Start Dataset

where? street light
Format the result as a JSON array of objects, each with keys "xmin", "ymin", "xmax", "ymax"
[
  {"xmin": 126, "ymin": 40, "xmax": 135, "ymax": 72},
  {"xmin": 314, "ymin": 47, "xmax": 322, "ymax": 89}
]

End Dataset

What is asked: Could you copy every line of the material above word for word, without changing anything?

Full response:
where? street light
Format the result as a JSON array of objects, each with keys "xmin", "ymin", "xmax", "ymax"
[
  {"xmin": 126, "ymin": 40, "xmax": 135, "ymax": 72},
  {"xmin": 314, "ymin": 47, "xmax": 322, "ymax": 89}
]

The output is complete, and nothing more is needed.